Required action: The material below must be retyped in full, with every line kept exactly as it is.

*** Opening Material for the task ***

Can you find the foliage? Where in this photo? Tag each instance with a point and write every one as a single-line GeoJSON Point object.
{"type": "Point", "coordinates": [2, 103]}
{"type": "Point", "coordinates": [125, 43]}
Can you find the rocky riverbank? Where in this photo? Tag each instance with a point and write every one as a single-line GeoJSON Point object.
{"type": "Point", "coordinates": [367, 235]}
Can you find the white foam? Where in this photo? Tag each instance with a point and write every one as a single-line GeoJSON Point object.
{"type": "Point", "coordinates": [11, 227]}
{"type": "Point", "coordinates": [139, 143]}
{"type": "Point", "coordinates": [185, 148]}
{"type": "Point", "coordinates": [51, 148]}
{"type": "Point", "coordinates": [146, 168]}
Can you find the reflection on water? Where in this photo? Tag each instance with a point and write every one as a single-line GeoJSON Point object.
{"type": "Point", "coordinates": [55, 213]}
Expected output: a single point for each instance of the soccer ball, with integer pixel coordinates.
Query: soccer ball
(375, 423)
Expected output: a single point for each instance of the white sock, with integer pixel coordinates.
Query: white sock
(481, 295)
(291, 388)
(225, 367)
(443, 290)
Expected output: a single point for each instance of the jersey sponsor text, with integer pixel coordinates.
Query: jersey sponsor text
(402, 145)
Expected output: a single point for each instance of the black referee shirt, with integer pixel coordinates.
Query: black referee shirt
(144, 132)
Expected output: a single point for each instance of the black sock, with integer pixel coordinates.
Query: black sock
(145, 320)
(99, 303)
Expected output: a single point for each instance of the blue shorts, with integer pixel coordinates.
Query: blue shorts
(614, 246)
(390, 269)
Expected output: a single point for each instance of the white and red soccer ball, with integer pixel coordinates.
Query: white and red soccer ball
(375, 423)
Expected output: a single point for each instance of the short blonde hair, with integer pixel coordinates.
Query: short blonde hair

*** Closing Material for the task ***

Task solution:
Can you find the foliage? Where in this photo? Tag each instance with a point and write every one as a single-line GeoJSON Point object.
{"type": "Point", "coordinates": [2, 103]}
{"type": "Point", "coordinates": [125, 43]}
Can you find the rocky riverbank? Where in this photo? Tag each instance with a point and write every one as a single-line GeoJSON Point object.
{"type": "Point", "coordinates": [367, 235]}
Can you find the white foam? Where in this photo? Tag each instance with a point and write every one as a single-line GeoJSON Point object.
{"type": "Point", "coordinates": [11, 227]}
{"type": "Point", "coordinates": [139, 143]}
{"type": "Point", "coordinates": [185, 148]}
{"type": "Point", "coordinates": [51, 148]}
{"type": "Point", "coordinates": [146, 168]}
Can you find the reflection on water? Where in this photo? Tag each instance with a point and write every one as a single-line GeoJSON Point object.
{"type": "Point", "coordinates": [55, 213]}
Expected output: a single point for each instance of the soccer ball, with integer pixel coordinates.
Query: soccer ball
(375, 423)
Expected output: a single point for each instance of the white sock, with integer pixel coordinates.
Query: white sock
(481, 295)
(291, 388)
(225, 367)
(443, 290)
Expected output: a single point for each instance of the jersey sponsor text, with integer pixel coordinates.
Query: jersey sponsor text
(402, 145)
Expected output: a single point for each instance of the black referee shirt, with integer pixel coordinates.
Query: black referee shirt
(144, 132)
Expected output: a single point for each instance of the black sock, with integer pixel coordinates.
Query: black sock
(145, 320)
(99, 303)
Expected output: a single point for each instance of the blue shorts, with integer pixel coordinates.
Query: blue shorts
(614, 246)
(390, 269)
Expected output: a single point for each instance of the white and red soccer ball, with integer pixel coordinates.
Query: white and red soccer ball
(375, 423)
Expected output: a single point for each instance of the short blonde hair, with integer pixel coordinates.
Query: short blonde hair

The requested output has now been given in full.